╭──

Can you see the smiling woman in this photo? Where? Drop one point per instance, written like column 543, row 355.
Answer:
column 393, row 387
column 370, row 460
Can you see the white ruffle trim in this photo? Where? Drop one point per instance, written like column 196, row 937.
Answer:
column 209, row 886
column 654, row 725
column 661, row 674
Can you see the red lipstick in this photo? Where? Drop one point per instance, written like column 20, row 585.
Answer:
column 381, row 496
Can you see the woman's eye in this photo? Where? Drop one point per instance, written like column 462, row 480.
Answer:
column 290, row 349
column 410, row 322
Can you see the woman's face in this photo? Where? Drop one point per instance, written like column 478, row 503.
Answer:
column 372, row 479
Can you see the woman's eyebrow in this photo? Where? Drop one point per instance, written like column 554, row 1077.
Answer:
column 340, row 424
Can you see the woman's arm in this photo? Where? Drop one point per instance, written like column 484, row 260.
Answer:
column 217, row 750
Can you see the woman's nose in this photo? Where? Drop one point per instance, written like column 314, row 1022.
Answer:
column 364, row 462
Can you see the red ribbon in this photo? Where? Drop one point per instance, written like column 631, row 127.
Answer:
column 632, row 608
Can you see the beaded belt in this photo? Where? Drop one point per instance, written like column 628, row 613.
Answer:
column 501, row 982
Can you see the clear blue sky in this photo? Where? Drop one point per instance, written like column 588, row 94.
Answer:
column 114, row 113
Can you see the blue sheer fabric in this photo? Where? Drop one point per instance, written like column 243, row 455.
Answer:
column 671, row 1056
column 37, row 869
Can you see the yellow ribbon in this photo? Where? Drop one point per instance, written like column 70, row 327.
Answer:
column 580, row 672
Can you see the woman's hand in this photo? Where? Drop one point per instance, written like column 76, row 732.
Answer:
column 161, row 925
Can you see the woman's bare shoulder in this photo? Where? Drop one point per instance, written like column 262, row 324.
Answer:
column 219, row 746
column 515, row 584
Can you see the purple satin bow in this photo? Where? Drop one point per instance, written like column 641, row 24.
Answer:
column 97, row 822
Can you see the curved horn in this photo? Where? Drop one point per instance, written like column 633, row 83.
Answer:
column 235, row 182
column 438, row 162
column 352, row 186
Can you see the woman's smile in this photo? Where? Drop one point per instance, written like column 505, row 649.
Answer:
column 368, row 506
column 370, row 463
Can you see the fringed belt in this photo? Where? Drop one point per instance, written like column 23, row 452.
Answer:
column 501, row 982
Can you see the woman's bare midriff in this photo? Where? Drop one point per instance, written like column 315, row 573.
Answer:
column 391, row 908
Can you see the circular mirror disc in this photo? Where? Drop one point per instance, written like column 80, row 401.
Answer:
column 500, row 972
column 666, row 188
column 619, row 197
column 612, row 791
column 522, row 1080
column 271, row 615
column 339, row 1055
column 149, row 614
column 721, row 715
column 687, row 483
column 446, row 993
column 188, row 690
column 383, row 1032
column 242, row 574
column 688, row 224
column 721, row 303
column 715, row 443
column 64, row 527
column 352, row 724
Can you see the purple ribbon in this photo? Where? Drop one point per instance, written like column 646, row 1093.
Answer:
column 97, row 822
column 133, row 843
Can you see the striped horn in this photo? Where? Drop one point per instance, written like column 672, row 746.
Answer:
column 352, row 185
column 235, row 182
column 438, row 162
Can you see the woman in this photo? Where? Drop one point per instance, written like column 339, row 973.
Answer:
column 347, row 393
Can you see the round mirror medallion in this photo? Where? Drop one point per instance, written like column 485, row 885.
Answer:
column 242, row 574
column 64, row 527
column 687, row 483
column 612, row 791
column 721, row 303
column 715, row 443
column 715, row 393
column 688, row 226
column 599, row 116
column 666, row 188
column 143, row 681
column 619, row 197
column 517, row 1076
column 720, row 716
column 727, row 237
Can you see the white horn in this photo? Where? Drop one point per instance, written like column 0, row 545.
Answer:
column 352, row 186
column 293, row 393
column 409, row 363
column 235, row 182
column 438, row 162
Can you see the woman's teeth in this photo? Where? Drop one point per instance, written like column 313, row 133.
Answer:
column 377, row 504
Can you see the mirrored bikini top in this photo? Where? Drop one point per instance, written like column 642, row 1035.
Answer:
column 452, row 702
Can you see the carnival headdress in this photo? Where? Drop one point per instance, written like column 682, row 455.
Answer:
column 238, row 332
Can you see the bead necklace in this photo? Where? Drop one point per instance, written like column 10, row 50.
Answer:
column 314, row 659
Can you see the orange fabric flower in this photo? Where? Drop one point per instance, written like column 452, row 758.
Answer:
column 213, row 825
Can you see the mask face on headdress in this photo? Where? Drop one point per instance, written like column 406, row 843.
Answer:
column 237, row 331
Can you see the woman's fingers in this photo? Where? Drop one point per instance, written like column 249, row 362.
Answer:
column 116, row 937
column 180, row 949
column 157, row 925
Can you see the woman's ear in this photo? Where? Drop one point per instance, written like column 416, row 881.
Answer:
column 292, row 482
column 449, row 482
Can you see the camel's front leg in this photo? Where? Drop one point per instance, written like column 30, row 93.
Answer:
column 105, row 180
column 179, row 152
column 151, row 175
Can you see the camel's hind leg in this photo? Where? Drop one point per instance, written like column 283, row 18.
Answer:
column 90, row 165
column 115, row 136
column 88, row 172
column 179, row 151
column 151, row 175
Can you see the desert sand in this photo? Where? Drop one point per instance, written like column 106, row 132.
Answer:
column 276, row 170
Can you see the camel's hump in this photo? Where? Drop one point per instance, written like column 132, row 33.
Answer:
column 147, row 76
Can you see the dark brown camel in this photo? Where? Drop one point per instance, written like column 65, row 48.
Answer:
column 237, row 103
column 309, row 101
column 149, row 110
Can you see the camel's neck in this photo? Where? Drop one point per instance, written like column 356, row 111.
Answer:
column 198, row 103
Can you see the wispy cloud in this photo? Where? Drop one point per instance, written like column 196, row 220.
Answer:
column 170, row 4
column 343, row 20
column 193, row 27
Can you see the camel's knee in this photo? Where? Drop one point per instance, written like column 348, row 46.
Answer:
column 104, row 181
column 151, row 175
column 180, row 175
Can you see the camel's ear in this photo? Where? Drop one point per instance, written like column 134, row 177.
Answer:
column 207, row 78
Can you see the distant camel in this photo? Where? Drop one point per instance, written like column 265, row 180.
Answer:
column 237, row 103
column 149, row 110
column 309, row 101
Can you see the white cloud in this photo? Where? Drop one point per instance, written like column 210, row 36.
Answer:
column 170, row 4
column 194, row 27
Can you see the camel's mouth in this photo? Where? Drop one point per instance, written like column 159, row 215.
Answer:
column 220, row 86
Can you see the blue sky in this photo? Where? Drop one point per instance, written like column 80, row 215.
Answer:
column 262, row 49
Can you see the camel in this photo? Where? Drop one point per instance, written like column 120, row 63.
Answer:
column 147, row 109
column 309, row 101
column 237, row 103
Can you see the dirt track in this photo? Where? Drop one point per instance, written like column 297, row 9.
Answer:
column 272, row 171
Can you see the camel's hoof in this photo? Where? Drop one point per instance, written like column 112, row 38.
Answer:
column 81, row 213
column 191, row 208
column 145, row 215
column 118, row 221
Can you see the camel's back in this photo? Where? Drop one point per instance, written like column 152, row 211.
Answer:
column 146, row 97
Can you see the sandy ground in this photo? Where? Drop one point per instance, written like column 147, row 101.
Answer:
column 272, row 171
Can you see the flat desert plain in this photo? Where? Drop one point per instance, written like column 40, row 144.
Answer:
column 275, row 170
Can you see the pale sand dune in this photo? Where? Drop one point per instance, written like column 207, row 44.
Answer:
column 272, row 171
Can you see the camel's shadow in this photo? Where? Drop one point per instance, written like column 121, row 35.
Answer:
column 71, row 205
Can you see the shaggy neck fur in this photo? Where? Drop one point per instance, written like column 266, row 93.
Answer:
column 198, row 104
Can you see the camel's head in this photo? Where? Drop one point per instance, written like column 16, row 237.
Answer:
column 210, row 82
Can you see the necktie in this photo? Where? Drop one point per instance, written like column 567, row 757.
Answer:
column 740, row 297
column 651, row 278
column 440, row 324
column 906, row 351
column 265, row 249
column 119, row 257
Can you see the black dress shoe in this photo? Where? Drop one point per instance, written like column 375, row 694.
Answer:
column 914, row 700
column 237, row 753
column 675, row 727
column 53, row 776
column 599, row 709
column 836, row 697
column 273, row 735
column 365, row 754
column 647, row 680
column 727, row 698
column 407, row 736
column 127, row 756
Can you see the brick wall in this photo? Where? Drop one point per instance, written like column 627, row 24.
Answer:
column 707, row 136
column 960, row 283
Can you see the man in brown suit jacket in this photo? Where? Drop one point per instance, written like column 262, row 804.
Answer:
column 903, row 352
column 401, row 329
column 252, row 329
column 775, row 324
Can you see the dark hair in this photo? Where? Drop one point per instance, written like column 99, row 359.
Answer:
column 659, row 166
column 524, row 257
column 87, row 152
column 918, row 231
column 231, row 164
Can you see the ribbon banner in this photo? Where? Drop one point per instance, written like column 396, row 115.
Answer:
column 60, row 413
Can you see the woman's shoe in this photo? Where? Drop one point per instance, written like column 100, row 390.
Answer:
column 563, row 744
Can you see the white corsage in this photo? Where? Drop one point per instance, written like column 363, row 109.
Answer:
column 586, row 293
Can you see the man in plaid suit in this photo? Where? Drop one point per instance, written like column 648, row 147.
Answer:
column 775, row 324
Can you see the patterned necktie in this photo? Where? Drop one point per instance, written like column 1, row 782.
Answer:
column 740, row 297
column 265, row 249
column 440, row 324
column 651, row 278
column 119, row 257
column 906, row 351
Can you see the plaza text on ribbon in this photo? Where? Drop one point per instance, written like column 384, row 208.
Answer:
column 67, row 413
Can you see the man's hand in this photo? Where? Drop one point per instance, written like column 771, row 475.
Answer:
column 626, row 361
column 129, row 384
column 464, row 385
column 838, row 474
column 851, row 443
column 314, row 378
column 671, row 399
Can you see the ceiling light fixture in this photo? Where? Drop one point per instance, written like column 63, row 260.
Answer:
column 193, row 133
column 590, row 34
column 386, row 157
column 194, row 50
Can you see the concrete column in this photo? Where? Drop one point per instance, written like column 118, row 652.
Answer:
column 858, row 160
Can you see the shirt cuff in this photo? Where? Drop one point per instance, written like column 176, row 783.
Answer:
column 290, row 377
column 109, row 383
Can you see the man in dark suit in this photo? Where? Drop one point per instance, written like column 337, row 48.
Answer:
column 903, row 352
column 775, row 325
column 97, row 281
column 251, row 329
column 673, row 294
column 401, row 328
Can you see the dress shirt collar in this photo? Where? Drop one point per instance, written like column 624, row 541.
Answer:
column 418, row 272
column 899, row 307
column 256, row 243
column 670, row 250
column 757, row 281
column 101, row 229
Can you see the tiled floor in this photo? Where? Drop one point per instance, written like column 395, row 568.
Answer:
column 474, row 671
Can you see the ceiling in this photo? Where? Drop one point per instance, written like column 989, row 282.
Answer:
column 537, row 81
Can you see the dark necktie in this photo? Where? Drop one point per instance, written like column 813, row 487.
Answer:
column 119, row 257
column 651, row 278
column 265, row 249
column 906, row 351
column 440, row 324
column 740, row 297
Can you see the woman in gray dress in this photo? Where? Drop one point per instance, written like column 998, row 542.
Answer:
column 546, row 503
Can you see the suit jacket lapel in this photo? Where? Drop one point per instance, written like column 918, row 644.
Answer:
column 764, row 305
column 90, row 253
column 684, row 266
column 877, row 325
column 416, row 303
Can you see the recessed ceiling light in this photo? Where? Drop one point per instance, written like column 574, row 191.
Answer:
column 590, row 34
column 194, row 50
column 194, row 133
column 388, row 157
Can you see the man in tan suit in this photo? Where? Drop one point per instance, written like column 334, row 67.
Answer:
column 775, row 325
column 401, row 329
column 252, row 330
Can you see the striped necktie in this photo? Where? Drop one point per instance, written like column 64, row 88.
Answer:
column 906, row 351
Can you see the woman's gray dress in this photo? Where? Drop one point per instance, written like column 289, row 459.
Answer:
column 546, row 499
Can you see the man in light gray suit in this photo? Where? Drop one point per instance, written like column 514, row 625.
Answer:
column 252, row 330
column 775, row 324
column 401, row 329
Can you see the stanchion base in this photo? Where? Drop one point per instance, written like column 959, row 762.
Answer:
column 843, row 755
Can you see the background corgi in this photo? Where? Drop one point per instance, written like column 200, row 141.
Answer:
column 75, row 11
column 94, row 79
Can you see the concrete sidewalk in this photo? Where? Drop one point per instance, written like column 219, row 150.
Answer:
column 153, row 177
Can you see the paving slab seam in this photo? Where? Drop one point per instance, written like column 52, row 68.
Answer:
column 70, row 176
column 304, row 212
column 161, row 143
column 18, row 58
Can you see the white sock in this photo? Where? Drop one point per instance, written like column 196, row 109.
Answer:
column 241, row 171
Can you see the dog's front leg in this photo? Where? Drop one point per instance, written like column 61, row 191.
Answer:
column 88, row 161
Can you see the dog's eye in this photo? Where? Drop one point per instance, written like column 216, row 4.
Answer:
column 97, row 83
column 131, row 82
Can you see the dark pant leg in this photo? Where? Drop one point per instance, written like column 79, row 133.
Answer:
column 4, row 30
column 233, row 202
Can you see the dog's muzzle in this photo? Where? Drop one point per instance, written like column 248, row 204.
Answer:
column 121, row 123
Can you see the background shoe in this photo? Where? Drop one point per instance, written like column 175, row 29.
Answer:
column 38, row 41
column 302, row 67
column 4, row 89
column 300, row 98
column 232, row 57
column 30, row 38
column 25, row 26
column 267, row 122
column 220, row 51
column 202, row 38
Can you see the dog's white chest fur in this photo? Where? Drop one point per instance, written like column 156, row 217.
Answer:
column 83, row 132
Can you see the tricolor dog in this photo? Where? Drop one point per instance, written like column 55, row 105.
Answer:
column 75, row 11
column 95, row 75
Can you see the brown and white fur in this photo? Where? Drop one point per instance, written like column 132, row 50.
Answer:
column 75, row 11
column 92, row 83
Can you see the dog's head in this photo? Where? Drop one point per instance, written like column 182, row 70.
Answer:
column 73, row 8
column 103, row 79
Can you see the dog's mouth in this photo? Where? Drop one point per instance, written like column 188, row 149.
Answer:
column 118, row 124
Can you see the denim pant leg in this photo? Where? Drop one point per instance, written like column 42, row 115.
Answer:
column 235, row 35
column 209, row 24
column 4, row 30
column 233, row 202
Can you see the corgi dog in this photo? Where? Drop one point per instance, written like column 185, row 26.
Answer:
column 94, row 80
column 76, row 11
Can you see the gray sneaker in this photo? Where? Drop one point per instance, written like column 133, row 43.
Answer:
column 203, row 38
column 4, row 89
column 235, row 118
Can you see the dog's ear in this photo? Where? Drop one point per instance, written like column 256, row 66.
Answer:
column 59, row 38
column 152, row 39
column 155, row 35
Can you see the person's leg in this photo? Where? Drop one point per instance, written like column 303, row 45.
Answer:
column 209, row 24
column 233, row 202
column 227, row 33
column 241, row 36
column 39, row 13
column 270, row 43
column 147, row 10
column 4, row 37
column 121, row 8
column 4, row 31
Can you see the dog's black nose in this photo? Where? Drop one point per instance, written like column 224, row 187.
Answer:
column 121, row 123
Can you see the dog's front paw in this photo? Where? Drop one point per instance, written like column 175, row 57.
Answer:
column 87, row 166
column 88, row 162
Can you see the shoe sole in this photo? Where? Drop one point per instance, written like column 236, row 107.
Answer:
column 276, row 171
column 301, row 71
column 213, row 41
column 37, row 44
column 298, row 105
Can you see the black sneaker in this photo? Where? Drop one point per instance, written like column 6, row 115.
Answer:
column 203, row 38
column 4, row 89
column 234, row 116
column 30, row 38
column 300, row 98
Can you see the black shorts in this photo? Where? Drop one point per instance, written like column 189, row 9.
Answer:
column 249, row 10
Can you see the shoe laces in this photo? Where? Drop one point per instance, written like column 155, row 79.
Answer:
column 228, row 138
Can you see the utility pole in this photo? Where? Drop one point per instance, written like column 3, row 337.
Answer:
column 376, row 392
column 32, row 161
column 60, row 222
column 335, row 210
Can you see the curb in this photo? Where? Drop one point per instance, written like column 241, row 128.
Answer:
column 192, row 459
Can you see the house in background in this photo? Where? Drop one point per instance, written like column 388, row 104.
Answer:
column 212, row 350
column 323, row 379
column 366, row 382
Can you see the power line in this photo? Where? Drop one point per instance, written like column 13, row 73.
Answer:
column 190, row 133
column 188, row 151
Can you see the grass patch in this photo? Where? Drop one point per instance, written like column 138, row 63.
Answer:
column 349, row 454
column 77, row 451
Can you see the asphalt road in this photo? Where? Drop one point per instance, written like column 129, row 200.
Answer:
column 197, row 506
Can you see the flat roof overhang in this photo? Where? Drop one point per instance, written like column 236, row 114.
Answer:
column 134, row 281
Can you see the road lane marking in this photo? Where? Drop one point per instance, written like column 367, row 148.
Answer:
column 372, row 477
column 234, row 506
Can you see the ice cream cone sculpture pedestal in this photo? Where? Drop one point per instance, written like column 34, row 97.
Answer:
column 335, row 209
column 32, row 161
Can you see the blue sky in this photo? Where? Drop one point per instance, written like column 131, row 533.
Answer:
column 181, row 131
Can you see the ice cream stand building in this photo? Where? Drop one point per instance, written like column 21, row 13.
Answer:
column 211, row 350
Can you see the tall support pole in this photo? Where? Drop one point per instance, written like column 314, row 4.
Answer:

╰──

◆ WHAT THE TASK ASKS ◆
From the material above, copy exactly the lines between the line holding "Can you see the concrete sidewalk" and the line holding "Can you see the background shoe", inclusive, and only those.

◆ WRITTEN ANSWER ◆
Can you see the concrete sidewalk in this photo? Where? Drop one point per instance, written like column 219, row 150.
Answer:
column 153, row 177
Can you see the paving slab seam in this photo? Where? Drop one point per instance, written like column 52, row 68.
Answer:
column 70, row 176
column 304, row 212
column 161, row 143
column 18, row 58
Can you see the white sock in this photo? Where? Drop one point per instance, written like column 196, row 109.
Answer:
column 241, row 171
Can you see the dog's front leg in this photo? Where? Drop one point per instance, written like column 61, row 191.
Answer:
column 88, row 161
Can you see the dog's eye in this photo? Where? Drop one point per instance, written like column 216, row 4.
Answer:
column 97, row 83
column 131, row 82
Can you see the dark pant leg in this photo? Where? Drop one point per instance, written like column 79, row 133.
Answer:
column 4, row 30
column 233, row 202
Can you see the dog's muzzle in this photo? Where? Drop one point per instance, written like column 248, row 204.
Answer:
column 121, row 123
Can you see the background shoe in this photo? Where? Drop one point per instance, written like column 175, row 29.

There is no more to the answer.